## Tasks to carry out:
1. Shorten the paragraph of the text on appeasement that begins "In 2014 Putin's kleptofascist regime" while keeping its main facts.
2. Carry on the text on appeasement from its final sentence onward.

==== Text provided

The spirit of Munich lives on

In 1938 Britain and France went to school to study appeasement. The very next year the lesson was complete: appeasing an aggressor means encouraging him.

The meeting between Western leaders and Putin was reassuringly friendly

The lesson was costly. Its price was 50 million lives, thousands of ancient cities wiped out, tens of millions left starving and despondent, replacement of brown with red evil over half of Europe.

Yet even such compelling teaching aids have failed to drive the lesson home. Another European dictator commits escalating aggression against neighbouring states, threatening to ignite the world – yet the West’s reaction is the same one that was proved to guarantee a catastrophe: appeasement.

In 2014 Putin’s kleptofascist regime annexed the Crimea, sovereign Ukrainian territory, and then proceeded to grab several eastern provinces of that country, killing 13,000 of its citizens in the process – not to mention hundreds of Westerners aboard the Malaysian airliner shot down by a Russian missile.

The West’s response to that blatant rape of international law was meek and grossly inadequate. But at least there was a response: some slap-on-the-wrist sanctions, Russia’s expulsion from the G8 and suspension of her voting rights in the Council of Europe.

========
==== Record extracts

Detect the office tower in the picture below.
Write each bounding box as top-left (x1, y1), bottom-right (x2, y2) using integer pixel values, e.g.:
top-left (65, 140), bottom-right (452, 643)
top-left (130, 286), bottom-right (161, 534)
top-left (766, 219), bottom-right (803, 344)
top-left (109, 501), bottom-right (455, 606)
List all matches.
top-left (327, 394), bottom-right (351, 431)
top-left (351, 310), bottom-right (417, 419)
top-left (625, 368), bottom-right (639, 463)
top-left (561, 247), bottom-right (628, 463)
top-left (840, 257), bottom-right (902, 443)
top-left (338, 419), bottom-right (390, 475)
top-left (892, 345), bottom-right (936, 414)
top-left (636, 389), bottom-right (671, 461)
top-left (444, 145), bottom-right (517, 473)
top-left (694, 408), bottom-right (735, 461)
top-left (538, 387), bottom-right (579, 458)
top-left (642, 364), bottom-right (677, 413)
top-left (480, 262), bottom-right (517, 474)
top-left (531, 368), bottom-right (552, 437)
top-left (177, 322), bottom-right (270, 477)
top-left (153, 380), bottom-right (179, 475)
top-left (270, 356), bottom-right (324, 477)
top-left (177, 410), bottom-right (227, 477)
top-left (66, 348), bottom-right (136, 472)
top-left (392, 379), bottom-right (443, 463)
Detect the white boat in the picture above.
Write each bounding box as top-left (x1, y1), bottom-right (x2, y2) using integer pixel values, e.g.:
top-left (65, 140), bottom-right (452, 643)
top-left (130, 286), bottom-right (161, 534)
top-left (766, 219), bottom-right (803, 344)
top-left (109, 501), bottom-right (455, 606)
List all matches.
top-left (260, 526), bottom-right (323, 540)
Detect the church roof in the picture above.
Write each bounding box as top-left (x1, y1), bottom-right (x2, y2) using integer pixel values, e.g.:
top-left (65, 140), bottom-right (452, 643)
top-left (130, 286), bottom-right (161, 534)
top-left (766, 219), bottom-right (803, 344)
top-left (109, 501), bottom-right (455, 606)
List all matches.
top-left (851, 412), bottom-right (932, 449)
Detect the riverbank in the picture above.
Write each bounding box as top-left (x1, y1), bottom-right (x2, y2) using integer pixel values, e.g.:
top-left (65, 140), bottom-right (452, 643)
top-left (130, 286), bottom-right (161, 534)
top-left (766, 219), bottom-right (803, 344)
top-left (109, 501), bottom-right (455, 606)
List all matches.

========

## Responses by task:
1. In 2014 Putin's kleptofascist regime annexed Crimea, sovereign Ukrainian territory, then seized several eastern Ukrainian provinces. This killed 13,000 Ukrainian citizens and hundreds of Westerners aboard the Malaysian airliner shot down by a Russian missile.

2.
Then a few days ago those voting rights were restored.

One would assume that the actions that had caused the suspension in the first place have been reversed: the Crimea and Eastern Ukraine have been returned to their rightful owner; material compensation and profuse apologies have been offered to the victims; the guilt of downing a civilian airliner has been acknowledged, and a promise to comply with any verdict of an international tribunal has been made.

Yet none of this has taken place. What has taken place is the CoE adopting a supine position of appeasement. Their explanation is truly pathetic: it’s unfair to deny Russian citizens the benefit of arbitrage in the European Court of Human Rights, which is an extension of the CoE.

In fact, wronged Russian citizens can appeal to the ECHR, UN, EU or God in heaven for all the good it’s going to do them. Anyone who feels that Russia’s record suggests she’ll comply with the rulings of international law goes beyond naivety: he’s either stupid and ignorant or, more likely, a craven appeaser trying to justify his cowardice and immorality.

Mrs May is about to find that out when, as planned, she’ll demand that the two known Salisbury poisoners face British justice. Putin will laugh in her face. As far as he’s concerned murdering British subjects on British territory is par for the course. 

“Treason is the gravest crime possible,” he explained. “I am not saying that the Salisbury incident is the way to do it . . . but traitors must be punished.”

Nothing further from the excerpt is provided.